Problem statement: Copy out, without any change, the stretch of the listing below from the line containing "Where can the train roof" through the line containing "point(257, 186)", including both of those lines.

Supplied material:
════════

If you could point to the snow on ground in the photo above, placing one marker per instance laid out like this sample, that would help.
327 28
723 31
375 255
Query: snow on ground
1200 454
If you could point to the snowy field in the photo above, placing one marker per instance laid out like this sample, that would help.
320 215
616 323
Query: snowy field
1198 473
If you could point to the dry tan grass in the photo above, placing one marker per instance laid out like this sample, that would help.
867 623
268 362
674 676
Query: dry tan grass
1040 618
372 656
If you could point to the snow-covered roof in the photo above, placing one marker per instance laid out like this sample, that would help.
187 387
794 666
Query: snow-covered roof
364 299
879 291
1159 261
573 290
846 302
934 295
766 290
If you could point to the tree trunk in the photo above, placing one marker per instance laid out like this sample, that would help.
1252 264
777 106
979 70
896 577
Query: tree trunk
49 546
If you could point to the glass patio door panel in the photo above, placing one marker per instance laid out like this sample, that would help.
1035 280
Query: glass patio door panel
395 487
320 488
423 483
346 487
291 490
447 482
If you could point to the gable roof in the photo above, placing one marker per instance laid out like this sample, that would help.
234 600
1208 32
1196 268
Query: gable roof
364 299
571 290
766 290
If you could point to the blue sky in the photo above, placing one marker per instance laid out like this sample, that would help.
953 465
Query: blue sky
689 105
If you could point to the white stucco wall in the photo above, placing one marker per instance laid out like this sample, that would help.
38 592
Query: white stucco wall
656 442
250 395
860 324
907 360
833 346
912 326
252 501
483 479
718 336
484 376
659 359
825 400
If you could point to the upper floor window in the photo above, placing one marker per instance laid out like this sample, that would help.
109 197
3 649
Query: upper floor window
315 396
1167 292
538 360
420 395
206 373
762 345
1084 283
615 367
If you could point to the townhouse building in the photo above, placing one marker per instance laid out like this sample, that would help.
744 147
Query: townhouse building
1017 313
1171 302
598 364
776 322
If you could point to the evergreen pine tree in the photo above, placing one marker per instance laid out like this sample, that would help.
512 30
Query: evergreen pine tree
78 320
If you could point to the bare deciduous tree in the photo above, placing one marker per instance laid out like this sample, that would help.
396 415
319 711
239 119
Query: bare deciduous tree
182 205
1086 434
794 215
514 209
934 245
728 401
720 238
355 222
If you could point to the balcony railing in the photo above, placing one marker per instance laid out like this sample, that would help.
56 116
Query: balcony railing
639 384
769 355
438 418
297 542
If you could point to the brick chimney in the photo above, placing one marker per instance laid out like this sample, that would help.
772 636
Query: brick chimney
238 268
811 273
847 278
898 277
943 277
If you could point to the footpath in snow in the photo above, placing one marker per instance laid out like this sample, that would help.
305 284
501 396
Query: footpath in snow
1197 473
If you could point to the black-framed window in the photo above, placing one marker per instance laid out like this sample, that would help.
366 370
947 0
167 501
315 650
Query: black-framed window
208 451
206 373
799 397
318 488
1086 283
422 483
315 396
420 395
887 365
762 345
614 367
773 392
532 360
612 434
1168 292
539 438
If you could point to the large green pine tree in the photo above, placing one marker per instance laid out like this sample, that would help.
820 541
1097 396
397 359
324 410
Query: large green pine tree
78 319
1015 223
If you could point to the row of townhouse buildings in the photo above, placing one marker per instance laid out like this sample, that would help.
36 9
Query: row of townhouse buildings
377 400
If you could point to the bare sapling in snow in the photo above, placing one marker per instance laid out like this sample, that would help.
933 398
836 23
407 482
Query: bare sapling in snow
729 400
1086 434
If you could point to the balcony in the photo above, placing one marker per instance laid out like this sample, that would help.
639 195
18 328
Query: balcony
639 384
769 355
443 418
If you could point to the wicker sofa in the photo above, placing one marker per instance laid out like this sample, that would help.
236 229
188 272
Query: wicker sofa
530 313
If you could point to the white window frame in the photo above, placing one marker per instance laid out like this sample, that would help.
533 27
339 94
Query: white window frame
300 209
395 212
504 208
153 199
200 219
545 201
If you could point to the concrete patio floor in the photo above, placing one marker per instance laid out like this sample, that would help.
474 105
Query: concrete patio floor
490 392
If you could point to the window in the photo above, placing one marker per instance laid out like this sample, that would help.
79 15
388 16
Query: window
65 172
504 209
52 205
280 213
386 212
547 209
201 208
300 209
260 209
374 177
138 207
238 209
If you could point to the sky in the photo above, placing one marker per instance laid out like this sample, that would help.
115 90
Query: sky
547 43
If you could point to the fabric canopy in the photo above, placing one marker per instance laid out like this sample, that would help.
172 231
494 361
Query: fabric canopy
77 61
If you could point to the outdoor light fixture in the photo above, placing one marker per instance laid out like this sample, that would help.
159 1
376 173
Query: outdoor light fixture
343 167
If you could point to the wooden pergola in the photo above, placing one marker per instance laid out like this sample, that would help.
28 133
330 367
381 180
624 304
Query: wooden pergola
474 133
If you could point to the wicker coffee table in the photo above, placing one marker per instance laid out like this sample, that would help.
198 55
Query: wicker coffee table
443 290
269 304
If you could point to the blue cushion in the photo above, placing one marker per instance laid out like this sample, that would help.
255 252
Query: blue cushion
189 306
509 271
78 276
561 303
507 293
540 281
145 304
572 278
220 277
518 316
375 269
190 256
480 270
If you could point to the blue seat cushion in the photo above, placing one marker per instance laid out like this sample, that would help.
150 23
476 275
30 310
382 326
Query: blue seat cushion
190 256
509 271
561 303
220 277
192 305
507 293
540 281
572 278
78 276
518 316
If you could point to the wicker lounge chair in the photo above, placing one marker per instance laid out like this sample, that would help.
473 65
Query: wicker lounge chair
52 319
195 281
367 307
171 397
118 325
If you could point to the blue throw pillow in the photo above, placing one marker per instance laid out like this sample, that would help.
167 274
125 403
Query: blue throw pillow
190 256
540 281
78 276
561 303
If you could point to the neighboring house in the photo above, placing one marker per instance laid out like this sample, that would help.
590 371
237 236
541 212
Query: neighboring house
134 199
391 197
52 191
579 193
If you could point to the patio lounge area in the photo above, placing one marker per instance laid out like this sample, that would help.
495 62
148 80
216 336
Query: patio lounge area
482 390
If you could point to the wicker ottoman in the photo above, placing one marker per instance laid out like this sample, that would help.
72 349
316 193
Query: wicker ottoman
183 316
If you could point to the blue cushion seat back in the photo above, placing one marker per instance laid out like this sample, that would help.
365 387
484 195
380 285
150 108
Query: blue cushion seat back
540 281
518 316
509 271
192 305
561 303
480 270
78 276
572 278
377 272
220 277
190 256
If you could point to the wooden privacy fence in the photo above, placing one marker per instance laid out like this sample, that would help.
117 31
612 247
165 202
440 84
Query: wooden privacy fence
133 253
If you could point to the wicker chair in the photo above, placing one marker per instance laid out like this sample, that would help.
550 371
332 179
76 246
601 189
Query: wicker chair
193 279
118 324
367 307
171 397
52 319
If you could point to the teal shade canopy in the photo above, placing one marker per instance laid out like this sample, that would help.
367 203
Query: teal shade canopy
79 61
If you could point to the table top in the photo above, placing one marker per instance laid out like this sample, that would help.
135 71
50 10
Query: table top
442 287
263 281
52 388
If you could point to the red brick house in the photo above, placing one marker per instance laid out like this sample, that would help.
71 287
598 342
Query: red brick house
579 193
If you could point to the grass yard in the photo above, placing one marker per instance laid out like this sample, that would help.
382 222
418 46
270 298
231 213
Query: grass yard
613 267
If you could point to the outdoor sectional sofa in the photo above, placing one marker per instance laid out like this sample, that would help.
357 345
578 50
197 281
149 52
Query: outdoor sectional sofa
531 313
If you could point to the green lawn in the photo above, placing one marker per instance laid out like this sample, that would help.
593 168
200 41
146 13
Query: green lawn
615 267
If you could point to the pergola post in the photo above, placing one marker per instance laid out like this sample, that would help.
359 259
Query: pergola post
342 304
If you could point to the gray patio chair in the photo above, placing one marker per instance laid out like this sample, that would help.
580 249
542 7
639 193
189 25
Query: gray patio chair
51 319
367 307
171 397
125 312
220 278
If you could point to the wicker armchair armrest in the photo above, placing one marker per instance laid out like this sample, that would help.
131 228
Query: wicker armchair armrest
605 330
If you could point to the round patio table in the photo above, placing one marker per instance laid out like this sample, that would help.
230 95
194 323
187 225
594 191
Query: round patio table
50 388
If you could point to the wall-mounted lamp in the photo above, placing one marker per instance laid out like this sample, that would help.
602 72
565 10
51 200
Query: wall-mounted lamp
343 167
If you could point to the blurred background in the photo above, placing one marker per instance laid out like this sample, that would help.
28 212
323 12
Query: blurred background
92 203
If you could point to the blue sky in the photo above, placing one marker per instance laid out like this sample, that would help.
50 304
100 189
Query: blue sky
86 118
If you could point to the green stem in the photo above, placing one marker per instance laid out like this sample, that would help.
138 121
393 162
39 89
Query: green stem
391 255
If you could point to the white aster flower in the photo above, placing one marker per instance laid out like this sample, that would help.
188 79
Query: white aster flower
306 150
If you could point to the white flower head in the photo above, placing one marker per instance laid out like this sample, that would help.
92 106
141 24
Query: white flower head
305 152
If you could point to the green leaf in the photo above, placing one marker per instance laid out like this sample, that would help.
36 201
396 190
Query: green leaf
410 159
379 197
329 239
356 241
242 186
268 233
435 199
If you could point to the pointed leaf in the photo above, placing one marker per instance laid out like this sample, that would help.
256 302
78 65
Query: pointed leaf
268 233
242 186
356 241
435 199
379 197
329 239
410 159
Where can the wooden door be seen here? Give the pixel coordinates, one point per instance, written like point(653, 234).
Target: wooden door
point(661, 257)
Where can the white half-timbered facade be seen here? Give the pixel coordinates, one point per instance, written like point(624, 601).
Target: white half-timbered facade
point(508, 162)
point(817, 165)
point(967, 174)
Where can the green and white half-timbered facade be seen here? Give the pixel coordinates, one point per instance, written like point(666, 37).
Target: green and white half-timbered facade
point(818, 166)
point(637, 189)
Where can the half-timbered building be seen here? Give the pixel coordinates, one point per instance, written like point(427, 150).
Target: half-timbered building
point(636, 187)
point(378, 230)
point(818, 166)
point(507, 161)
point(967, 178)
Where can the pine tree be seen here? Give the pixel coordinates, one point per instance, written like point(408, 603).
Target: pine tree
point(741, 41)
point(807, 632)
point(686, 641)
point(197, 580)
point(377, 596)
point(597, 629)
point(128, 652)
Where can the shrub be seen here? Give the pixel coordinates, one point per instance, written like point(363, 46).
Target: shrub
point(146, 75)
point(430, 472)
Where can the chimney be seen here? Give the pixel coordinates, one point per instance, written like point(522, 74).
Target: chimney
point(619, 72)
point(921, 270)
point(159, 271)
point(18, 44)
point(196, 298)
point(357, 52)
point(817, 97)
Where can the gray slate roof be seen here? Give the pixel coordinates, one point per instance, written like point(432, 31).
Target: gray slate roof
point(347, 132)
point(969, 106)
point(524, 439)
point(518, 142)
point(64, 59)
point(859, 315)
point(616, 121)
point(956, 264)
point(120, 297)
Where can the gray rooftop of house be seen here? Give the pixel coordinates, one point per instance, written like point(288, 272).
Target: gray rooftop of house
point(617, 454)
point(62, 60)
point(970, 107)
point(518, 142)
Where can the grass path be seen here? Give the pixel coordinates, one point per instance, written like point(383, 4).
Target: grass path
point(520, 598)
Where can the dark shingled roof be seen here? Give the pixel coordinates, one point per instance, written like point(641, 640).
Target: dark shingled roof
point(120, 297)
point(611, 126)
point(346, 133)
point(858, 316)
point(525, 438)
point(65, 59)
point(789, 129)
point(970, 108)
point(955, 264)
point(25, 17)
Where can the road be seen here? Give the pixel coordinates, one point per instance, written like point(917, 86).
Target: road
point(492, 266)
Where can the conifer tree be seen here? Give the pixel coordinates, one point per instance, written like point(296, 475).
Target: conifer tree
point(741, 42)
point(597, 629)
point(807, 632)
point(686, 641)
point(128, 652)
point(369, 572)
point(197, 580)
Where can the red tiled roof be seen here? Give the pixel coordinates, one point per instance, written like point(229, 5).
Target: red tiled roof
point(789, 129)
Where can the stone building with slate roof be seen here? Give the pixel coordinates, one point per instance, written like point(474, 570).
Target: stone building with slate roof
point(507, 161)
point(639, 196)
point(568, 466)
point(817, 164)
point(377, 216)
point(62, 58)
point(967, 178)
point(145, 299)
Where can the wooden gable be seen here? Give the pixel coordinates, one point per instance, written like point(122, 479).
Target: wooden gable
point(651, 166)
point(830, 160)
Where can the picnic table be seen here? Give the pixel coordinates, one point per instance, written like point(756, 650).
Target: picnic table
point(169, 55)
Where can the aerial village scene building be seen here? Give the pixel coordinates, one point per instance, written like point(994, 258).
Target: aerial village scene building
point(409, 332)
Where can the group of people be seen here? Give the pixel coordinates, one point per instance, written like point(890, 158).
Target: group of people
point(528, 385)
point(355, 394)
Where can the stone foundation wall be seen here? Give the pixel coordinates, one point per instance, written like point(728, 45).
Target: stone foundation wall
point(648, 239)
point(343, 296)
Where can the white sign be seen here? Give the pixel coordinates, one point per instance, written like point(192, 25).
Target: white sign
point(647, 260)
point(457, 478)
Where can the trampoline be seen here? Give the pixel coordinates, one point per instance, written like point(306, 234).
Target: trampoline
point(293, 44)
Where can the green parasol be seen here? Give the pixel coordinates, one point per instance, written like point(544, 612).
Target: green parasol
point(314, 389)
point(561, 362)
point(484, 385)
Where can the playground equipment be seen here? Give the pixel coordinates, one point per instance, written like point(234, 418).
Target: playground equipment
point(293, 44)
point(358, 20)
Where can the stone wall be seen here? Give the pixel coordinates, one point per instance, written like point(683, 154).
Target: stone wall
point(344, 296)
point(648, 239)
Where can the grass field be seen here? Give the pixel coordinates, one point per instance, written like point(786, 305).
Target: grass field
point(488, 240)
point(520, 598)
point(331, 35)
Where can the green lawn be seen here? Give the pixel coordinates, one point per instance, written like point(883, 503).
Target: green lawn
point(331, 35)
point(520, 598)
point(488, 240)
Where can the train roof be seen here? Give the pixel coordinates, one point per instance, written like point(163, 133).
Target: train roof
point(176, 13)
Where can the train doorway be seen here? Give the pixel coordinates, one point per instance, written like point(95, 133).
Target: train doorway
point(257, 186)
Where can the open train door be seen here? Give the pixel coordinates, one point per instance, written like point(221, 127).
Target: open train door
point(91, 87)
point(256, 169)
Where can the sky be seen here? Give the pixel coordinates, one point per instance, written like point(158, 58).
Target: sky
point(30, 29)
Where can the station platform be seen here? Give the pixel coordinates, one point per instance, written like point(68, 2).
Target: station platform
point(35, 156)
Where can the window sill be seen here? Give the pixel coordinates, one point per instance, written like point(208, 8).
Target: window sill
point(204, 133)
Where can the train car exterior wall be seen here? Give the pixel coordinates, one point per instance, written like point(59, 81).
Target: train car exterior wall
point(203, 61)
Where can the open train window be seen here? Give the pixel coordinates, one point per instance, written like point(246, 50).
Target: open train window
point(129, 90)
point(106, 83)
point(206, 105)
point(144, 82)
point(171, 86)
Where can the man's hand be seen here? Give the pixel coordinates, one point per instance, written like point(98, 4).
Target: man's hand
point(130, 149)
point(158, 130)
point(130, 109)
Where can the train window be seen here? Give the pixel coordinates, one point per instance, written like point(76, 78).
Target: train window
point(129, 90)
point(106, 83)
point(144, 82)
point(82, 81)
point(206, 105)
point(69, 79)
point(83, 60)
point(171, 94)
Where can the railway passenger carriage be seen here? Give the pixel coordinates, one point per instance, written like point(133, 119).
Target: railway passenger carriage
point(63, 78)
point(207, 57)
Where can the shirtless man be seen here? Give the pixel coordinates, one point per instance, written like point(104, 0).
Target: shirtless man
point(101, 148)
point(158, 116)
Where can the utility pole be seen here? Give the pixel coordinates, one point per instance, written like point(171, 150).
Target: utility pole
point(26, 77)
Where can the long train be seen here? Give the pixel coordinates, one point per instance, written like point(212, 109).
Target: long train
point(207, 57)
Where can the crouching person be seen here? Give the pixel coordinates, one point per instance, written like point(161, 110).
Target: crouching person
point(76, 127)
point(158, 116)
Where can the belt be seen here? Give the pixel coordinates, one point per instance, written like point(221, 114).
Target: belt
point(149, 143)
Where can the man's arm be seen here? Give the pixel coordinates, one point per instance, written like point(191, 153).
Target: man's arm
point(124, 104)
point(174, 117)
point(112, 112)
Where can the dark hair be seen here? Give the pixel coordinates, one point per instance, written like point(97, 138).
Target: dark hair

════════

Answer for the task:
Where can the train roof be seen here? Give the pixel coordinates, one point per instance, written like point(163, 133).
Target: train roof
point(176, 13)
Where can the train doorway be seen here? Give the pixel coordinates, one point per instance, written like point(95, 133).
Target: train doorway
point(257, 186)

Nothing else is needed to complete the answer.